**Listed entries**
--*--

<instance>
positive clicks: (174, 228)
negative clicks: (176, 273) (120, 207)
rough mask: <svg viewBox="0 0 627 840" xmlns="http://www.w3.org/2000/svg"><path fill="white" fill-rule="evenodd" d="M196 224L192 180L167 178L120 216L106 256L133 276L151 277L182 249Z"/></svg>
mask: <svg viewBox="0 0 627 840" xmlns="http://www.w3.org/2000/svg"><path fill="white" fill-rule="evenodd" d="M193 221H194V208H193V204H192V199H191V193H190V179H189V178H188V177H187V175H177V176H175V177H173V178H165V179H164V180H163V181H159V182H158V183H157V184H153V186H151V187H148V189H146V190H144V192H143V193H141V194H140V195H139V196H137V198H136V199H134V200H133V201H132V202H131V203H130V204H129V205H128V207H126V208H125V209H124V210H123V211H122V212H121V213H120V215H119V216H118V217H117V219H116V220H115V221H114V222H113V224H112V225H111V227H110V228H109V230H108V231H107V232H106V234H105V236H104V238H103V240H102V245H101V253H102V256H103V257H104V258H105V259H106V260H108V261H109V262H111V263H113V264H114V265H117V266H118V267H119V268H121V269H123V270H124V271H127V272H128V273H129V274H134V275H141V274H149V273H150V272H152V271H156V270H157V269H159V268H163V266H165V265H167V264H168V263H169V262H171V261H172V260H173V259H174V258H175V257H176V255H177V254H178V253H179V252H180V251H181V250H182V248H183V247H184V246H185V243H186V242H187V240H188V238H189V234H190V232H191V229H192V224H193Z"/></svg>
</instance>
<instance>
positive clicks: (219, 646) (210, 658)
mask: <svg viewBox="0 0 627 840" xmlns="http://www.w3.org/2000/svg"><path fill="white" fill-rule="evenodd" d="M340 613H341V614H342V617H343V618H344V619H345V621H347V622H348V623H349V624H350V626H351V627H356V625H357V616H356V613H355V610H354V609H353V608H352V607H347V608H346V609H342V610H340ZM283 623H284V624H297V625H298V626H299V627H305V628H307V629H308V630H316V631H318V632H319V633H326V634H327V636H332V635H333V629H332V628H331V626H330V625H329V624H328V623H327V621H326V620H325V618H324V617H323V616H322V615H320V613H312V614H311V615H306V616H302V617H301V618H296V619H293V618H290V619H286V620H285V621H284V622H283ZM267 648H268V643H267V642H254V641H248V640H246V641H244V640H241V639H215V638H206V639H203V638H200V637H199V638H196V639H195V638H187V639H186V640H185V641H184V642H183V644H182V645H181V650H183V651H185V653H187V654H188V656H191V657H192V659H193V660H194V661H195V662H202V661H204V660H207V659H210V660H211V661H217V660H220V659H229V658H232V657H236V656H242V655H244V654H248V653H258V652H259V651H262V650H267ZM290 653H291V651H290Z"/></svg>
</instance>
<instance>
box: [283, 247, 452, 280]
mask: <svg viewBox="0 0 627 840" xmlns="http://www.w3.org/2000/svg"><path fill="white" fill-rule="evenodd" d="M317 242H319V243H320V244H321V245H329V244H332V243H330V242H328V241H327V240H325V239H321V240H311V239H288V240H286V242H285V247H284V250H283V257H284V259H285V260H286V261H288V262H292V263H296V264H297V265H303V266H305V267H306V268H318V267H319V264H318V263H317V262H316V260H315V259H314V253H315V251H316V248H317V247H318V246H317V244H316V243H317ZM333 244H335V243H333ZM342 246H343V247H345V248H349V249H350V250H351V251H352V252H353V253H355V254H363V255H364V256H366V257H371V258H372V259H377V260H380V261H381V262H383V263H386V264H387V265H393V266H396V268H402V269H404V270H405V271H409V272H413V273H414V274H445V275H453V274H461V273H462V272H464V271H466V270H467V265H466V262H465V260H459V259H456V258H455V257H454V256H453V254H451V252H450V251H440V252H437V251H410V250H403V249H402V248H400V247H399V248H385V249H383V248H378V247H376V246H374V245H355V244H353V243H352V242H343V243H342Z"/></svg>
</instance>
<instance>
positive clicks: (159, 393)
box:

--*--

**Prompt**
Each line of the data above is to be duplicated exactly.

**Exercise output**
<instance>
positive clicks: (174, 228)
negative clicks: (176, 273) (120, 207)
rough mask: <svg viewBox="0 0 627 840" xmlns="http://www.w3.org/2000/svg"><path fill="white" fill-rule="evenodd" d="M196 224L192 180L167 178L120 216L106 256L133 276L151 277L182 249Z"/></svg>
mask: <svg viewBox="0 0 627 840" xmlns="http://www.w3.org/2000/svg"><path fill="white" fill-rule="evenodd" d="M193 221H194V208H193V204H192V199H191V193H190V179H189V178H188V177H187V175H177V176H175V177H173V178H165V179H164V180H163V181H159V182H158V183H157V184H153V186H151V187H148V189H146V190H144V192H143V193H141V194H140V195H139V196H137V198H136V199H134V200H133V201H132V202H131V203H130V204H129V205H128V207H126V208H125V209H124V210H123V211H122V212H121V213H120V215H119V216H118V217H117V219H116V220H115V221H114V222H113V224H112V225H111V227H110V228H109V230H108V231H107V232H106V234H105V236H104V238H103V240H102V245H101V253H102V256H103V257H104V258H105V259H106V260H108V261H109V262H111V263H113V264H114V265H117V266H118V267H119V268H121V269H123V270H124V271H127V272H128V273H129V274H134V275H141V274H149V273H150V272H152V271H156V270H157V269H159V268H163V266H165V265H167V264H168V263H169V262H171V261H172V260H173V259H174V258H175V257H176V255H177V254H178V253H179V252H180V251H181V250H182V248H183V247H184V246H185V243H186V242H187V240H188V238H189V234H190V232H191V229H192V224H193Z"/></svg>
</instance>
<instance>
positive clicks: (219, 646) (210, 658)
mask: <svg viewBox="0 0 627 840" xmlns="http://www.w3.org/2000/svg"><path fill="white" fill-rule="evenodd" d="M340 613H341V614H342V617H343V618H344V619H345V621H347V622H348V623H349V624H350V626H351V627H356V625H357V616H356V613H355V610H354V609H353V608H352V607H347V608H346V609H342V610H340ZM283 623H284V624H297V625H298V626H299V627H305V628H307V629H308V630H316V631H318V632H319V633H326V634H327V636H332V635H333V629H332V628H331V626H330V625H329V624H328V623H327V621H326V620H325V618H324V617H323V616H322V615H320V613H312V614H311V615H306V616H302V617H301V618H296V619H293V618H290V619H286V620H285V621H284V622H283ZM267 648H268V643H267V642H254V641H248V640H246V641H244V640H241V639H215V638H206V639H203V638H200V637H199V638H196V639H195V638H187V639H186V640H185V641H184V642H183V644H182V645H181V650H183V651H185V653H187V654H188V656H191V657H192V659H193V660H194V661H195V662H202V661H204V660H207V659H210V660H211V661H217V660H220V659H229V658H232V657H236V656H242V655H244V654H248V653H258V652H259V651H262V650H267ZM290 653H291V651H290Z"/></svg>
</instance>
<instance>
box: [283, 247, 452, 280]
mask: <svg viewBox="0 0 627 840" xmlns="http://www.w3.org/2000/svg"><path fill="white" fill-rule="evenodd" d="M317 242H319V243H320V244H321V245H329V244H332V243H330V242H328V241H327V240H325V239H321V240H311V239H288V240H286V242H285V247H284V250H283V257H284V259H285V260H286V261H288V262H292V263H296V264H297V265H303V266H305V267H306V268H318V267H319V264H318V263H317V262H316V260H315V259H314V253H315V251H316V248H317V247H318V246H317V244H316V243H317ZM333 244H335V243H333ZM342 246H343V247H345V248H349V249H350V250H351V251H352V252H353V253H355V254H363V255H364V256H366V257H371V258H372V259H377V260H380V261H381V262H383V263H386V264H387V265H393V266H396V268H402V269H404V270H405V271H409V272H413V273H414V274H445V275H453V274H461V273H462V272H464V271H466V270H467V265H466V262H465V260H459V259H456V258H455V257H454V256H453V254H451V252H450V251H440V252H437V251H410V250H403V249H402V248H400V247H399V248H385V249H383V248H378V247H376V246H374V245H355V244H353V243H352V242H343V243H342Z"/></svg>
</instance>
<instance>
positive clicks: (159, 393)
box:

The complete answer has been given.